Why choose Workday Strategic Sourcing / Workday Procurement?

  • Strategic sourcing capabilities (RFx, auctions, sourcing intake/pipeline, supplier management) plus procure-to-pay execution (requisitions, purchase orders, receiving, invoicing) in an integrated approach.
  • Built-in workflows, approvals, and analytics help standardize indirect spend and improve real-time visibility into spending and compliance.
  • Workday positions Strategic Sourcing as able to integrate with finance/procurement systems, which can help reduce data silos and manual handoffs.

Pricing:

  • Contact for pricing (quote-based / demo-led sales). Workday typically does not publish fixed public pricing for these enterprise modules.

Ratings and Reviews:

  • G2: 4.5/5 from 34 reviews.
  • Capterra: 4.8/5 from 4 reviews.
Pros
Integrated sourcing + procure-to-pay workflows in one cloud platform
User-friendly guided buying (easy requisitions, POs, receiving, invoices)

++++++

_Given task 1:_ In the listing, multiply every coordinate in the answers by 0.6 and round the results to whole numbers, with halves rounded up. Reproduce the stretch from the line containing "Pin the red" through the end of the listing, requests included, and nothing else.
The Workday Strategic Sourcing overview and the listing that comes after it are unrelated to each other.

_Data supplied:_
++++++

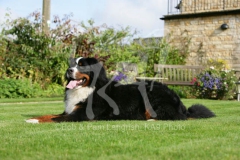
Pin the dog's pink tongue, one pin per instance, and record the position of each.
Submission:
(72, 84)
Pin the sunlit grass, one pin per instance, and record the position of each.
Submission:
(214, 138)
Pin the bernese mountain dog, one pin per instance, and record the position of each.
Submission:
(90, 95)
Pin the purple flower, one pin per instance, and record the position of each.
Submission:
(120, 76)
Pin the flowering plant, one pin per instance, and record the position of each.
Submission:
(215, 83)
(123, 78)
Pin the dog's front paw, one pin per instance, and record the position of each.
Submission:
(32, 121)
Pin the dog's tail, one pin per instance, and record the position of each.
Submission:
(199, 111)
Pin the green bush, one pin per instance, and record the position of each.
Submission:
(19, 88)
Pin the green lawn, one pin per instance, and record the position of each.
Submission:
(215, 138)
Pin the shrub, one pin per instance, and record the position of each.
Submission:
(215, 84)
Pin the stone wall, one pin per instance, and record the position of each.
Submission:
(208, 40)
(196, 6)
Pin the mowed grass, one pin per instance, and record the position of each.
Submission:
(214, 138)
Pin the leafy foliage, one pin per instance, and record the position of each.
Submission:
(42, 58)
(30, 53)
(215, 83)
(24, 88)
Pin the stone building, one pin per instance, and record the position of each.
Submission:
(212, 25)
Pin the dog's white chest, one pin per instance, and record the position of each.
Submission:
(74, 96)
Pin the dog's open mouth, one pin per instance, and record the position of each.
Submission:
(75, 83)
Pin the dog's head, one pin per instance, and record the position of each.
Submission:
(83, 71)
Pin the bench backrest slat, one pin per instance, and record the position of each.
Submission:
(177, 74)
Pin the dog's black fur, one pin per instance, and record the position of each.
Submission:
(95, 97)
(129, 101)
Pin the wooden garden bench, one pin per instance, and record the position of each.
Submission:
(174, 74)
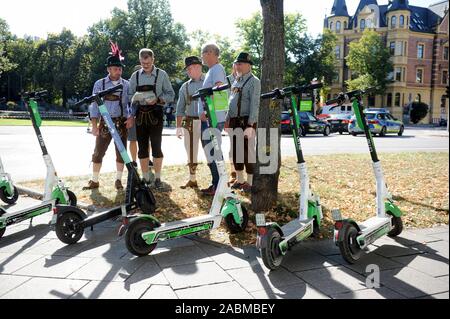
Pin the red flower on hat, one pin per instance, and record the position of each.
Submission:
(115, 50)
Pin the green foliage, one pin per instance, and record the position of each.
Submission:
(306, 57)
(369, 59)
(419, 111)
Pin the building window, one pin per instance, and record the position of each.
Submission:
(397, 99)
(392, 48)
(419, 76)
(398, 74)
(371, 100)
(420, 51)
(389, 100)
(393, 22)
(399, 48)
(337, 52)
(362, 24)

++++++

_Given task 2:_ Continue the overview of Workday Strategic Sourcing and Workday Procurement from where it stops.

_Expected answer 1:_
Pin the red flower on hat, one pin per instance, and record the position of each.
Submission:
(69, 30)
Pin the green foliage, one pin per instance, and record the position of each.
Submission:
(184, 34)
(221, 35)
(251, 67)
Pin the building window, one pin per instance, and record the position of each.
Submission:
(238, 59)
(235, 29)
(251, 46)
(239, 44)
(223, 60)
(252, 31)
(233, 60)
(236, 13)
(239, 29)
(202, 31)
(217, 14)

_Expected answer 2:_
Strong visibility and collaboration across sourcing events and suppliers
Cons
Best fit if you’re already on the Workday ecosystem
Pricing is typically quote-based / not very transparent
Some users report integration limitations depending on the environment

10. Zip

Zip is a cloud-based procurement orchestration platform (often described as intake-to-procure) that centralizes purchase and vendor requests into a single, guided intake experience. It’s designed to route requests through the right approvals and policies while integrating with existing systems (ERP, P2P, payments, collaboration tools), creating a single source of truth for purchasing workflows and documentation.

Why choose Zip?

  • “Front door” for buying: Standardizes how employees submit requests, capturing the right vendor and purchase data upstream to reduce back-and-forth and policy non-compliance. (
  • No-code workflows + transparency: Supports configurable approvals and budget/approval visibility, helping speed up cycle times while maintaining governance.
  • Plays well with your existing stack: Zip emphasizes integrations with ERPs and other business tools so teams can orchestrate intake/approvals without replacing everything.

Pricing:

  • Contact vendor for pricing (quote-based).

Ratings and Reviews:

  • G2: 4.6/5 from 112 reviews.
  • Capterra: 4.7/5 based on 31 reviews.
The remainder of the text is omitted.